> **Task brief**: The records that follow must be reproduced in full, exactly as written.
╭──
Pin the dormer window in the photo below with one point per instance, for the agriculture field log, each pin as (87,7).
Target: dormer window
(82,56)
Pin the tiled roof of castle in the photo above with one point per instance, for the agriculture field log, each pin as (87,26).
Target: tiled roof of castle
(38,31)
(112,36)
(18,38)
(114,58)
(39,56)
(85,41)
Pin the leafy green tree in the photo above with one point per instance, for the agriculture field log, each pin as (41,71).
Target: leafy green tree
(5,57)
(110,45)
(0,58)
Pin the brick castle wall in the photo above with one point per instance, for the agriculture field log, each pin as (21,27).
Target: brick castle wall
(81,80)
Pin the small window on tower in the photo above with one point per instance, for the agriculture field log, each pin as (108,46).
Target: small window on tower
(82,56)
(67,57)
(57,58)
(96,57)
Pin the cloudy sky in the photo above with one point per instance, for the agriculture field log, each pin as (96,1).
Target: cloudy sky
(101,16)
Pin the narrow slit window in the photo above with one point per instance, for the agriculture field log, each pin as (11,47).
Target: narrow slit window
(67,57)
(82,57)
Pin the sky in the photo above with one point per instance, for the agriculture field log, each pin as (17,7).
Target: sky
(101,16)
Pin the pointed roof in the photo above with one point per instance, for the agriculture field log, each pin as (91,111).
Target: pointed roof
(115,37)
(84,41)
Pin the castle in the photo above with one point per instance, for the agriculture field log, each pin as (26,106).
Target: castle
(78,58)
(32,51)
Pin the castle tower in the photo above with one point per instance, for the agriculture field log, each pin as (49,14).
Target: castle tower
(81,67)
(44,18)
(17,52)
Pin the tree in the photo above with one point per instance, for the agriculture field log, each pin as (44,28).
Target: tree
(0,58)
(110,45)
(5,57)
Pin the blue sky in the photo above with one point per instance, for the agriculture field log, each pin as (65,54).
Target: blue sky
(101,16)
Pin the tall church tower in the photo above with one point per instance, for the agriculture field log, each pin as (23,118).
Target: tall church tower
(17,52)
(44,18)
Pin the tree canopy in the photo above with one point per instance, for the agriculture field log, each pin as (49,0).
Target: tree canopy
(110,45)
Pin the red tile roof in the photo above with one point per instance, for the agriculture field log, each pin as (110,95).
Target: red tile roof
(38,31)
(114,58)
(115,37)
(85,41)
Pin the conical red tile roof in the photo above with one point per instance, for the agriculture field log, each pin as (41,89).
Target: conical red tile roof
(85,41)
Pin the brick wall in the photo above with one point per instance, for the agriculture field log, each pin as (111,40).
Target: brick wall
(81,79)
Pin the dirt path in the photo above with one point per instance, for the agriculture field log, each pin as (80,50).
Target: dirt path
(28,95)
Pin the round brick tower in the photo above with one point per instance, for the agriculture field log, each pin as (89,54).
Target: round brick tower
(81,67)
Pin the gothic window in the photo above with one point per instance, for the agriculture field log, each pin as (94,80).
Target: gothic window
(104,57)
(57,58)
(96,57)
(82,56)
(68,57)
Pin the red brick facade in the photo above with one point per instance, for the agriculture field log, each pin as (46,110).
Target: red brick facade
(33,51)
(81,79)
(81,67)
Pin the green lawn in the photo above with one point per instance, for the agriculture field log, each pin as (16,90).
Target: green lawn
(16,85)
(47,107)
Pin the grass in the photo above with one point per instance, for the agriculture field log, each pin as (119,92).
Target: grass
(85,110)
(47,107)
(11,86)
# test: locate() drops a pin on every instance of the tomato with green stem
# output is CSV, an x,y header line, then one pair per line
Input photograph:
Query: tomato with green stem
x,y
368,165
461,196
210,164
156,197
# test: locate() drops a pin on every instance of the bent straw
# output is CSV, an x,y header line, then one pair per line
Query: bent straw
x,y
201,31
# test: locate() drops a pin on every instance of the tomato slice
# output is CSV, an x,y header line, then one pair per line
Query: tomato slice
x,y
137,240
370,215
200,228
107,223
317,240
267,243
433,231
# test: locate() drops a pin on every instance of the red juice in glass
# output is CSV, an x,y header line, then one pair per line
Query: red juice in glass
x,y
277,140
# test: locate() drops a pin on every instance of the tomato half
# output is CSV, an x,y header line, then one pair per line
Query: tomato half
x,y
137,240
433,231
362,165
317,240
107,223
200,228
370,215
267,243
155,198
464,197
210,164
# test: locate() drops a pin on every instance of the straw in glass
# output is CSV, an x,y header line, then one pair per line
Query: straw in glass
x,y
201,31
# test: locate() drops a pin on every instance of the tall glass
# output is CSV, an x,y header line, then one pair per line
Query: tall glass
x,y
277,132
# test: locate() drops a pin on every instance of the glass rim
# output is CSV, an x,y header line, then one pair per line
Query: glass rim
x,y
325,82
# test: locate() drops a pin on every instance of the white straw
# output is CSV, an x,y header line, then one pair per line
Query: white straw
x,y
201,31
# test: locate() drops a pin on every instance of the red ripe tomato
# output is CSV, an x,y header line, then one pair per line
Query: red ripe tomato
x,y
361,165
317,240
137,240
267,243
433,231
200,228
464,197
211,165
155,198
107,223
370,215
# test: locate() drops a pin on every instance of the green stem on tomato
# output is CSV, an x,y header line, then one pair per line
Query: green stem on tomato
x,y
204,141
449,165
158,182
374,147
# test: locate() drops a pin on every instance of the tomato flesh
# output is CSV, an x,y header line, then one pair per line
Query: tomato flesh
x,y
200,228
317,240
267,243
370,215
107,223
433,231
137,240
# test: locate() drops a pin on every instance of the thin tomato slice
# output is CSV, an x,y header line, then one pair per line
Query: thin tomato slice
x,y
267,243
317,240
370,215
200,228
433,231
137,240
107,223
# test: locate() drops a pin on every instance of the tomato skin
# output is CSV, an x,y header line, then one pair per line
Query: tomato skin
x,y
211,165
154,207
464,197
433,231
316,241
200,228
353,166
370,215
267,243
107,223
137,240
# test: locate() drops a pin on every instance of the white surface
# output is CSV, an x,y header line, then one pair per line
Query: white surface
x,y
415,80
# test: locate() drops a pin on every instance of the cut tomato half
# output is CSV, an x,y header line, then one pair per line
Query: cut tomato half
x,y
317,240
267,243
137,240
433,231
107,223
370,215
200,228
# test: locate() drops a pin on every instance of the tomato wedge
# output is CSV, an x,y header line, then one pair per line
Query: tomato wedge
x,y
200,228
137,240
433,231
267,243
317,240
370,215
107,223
╰──
> **Correct response**:
Pin the dormer window in the photo below with one point per instance, for the agriculture field log, each pin as (87,7).
Target: dormer window
(82,56)
Pin the tiled roof of castle in the photo above with one point per instance, for the agriculture field log, each pin as (87,26).
Target: tiled roof of castle
(38,31)
(112,36)
(18,38)
(114,58)
(39,56)
(85,41)
Pin the leafy green tree in the photo above with one point per instance, for the agriculture field log, each pin as (41,71).
Target: leafy green tree
(5,57)
(110,45)
(0,58)
Pin the brick castle wall in the photo above with one point per instance, for the agriculture field log, each pin as (21,27).
Target: brick castle wall
(81,80)
Pin the small window on tower in the photo above with one point per instance, for the agriculture field log, each pin as (108,46).
Target: small window on tower
(82,56)
(67,57)
(57,58)
(96,57)
Pin the cloudy sky in the photo above with one point per instance, for the agriculture field log, each pin as (96,1).
Target: cloudy sky
(101,16)
Pin the narrow slit window in the photo above with one point per instance, for the agriculture field log, each pin as (11,47).
Target: narrow slit window
(67,57)
(82,57)
Pin the sky in the photo above with one point per instance, for the agriculture field log, each pin as (17,7).
Target: sky
(101,16)
Pin the pointed roof in the photo above with one point per instance, for the agriculture field log, each pin as (91,111).
Target: pointed roof
(115,37)
(84,41)
Pin the castle in the photo above with one point per instance, for the agriculture field log, each pin as (26,106).
Target: castle
(78,58)
(32,51)
Pin the castle tower in the photo above with one point per instance, for the agriculture field log, each pin as (49,14).
Target: castle tower
(81,67)
(44,18)
(17,52)
Pin the tree in the photo above with one point per instance, for the agriculture field log, each pin as (44,28).
Target: tree
(0,58)
(110,45)
(5,57)
Pin the blue sky in the photo above with one point per instance, for the agriculture field log, each pin as (65,54).
Target: blue sky
(101,16)
Pin the tall church tower in the photo above with one point per instance, for the agriculture field log, each pin as (23,118).
Target: tall church tower
(17,52)
(44,18)
Pin the tree canopy in the photo above with one point per instance, for the agriculture field log, each pin as (49,0).
Target: tree canopy
(110,45)
Pin the red tile roof in the photo above with one point per instance, for the agriculture field log, each pin as (110,95).
Target: red tile roof
(38,31)
(114,58)
(115,37)
(85,41)
Pin the conical red tile roof in the photo above with one point per instance, for the agriculture field log, each pin as (41,89).
Target: conical red tile roof
(85,41)
Pin the brick wall in the photo above with one point per instance, for the agriculture field log, each pin as (111,40).
Target: brick wall
(81,79)
Pin the dirt path in the photo above with one point per instance, for the agriculture field log, each pin as (80,50).
Target: dirt path
(28,95)
Pin the round brick tower in the photo above with one point per instance, for the agriculture field log, each pin as (89,54).
Target: round brick tower
(81,67)
Pin the gothic window in the photo above with one point per instance, for the agriculture field log, each pin as (94,80).
Target: gothic window
(104,57)
(57,58)
(96,57)
(82,56)
(68,57)
Pin the red brick facade in the photo above with one point per instance, for the agriculture field log, each pin as (46,110).
Target: red brick facade
(33,51)
(81,79)
(81,67)
Pin the green lawn in the photo above with one point per instance, for the agriculture field log, each pin as (16,90).
Target: green lawn
(16,85)
(47,107)
Pin the grass in the photo above with one point per instance, for the agriculture field log, each pin as (119,92).
Target: grass
(85,110)
(47,107)
(11,86)
# test: locate() drops a pin on every instance of the tomato with green stem
# output is CSV, an x,y header line, then one pair per line
Input photograph:
Query: tomato with green stem
x,y
368,165
461,196
210,164
156,197
# test: locate() drops a pin on every instance of the bent straw
# output is CSV, an x,y header line, then one pair per line
Query: bent straw
x,y
201,31
# test: locate() drops a pin on every instance of the tomato slice
# output is CSV, an x,y header line, then one pair per line
Query: tomato slice
x,y
137,240
370,215
200,228
107,223
317,240
267,243
433,231
# test: locate() drops a pin on every instance of the red juice in glass
# output is CSV, an x,y header line, then one pair per line
Query: red juice in glass
x,y
277,140
# test: locate() drops a pin on every instance of the tomato half
# output is CSV, an x,y header line, then one pair per line
Query: tomato half
x,y
137,240
433,231
362,165
317,240
107,223
200,228
370,215
267,243
155,198
464,197
210,164
# test: locate() drops a pin on every instance of the straw in glass
# output is CSV, an x,y header line, then one pair per line
Query: straw in glass
x,y
201,31
# test: locate() drops a pin on every instance of the tall glass
# output is CSV, an x,y header line, then one pair per line
Query: tall glass
x,y
277,132
# test: locate() drops a pin on every instance of the glass rim
# output is CSV, an x,y header line, then one pair per line
Query: glass rim
x,y
325,82
# test: locate() drops a pin on every instance of the white straw
# output is CSV, an x,y header line, then one pair per line
Query: white straw
x,y
201,31
# test: locate() drops a pin on every instance of the red ripe tomato
# output is CSV, an x,y header line, then one pair per line
Query: red ripe tomato
x,y
361,165
317,240
137,240
267,243
433,231
200,228
464,197
211,165
155,198
107,223
370,215
# test: locate() drops a pin on every instance of the green stem on tomato
# output is CSV, an x,y header line, then one pair per line
Query: green stem on tomato
x,y
204,141
449,165
158,182
374,147
# test: locate() drops a pin on every instance of the tomato flesh
# output is CSV, an x,y header line, then one pair per line
Query: tomato flesh
x,y
200,228
317,240
267,243
370,215
107,223
433,231
137,240
# test: locate() drops a pin on every instance of the thin tomato slice
# output is CSV, an x,y header line, then one pair per line
Query: thin tomato slice
x,y
267,243
317,240
370,215
200,228
433,231
137,240
107,223
# test: locate() drops a pin on every instance of the tomato skin
# output is CSV, an x,y header line, then one pair per line
Query: tomato skin
x,y
211,165
154,207
464,197
433,231
316,241
200,228
353,166
370,215
267,243
107,223
137,240
# test: locate() drops a pin on every instance of the white surface
# output is CSV, an x,y header line, then one pair per line
Query: white surface
x,y
415,80
# test: locate() drops a pin on every instance of the cut tomato half
# output is CSV, an x,y header line, then one pair per line
Query: cut tomato half
x,y
317,240
267,243
137,240
433,231
107,223
370,215
200,228
# test: locate() drops a pin on every instance of the tomato wedge
# output is CSV, an x,y header line, then one pair per line
Query: tomato wedge
x,y
200,228
137,240
433,231
267,243
317,240
370,215
107,223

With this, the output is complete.